Supplied information Block Start

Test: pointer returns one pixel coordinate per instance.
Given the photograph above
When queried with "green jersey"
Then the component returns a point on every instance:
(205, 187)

Supplied information Block End

Please retype the data above exactly, including every line.

Test: pointer returns one pixel coordinate per instance.
Given the photograph above
When queried with "green jersey"
Then the component returns a point on every instance:
(205, 187)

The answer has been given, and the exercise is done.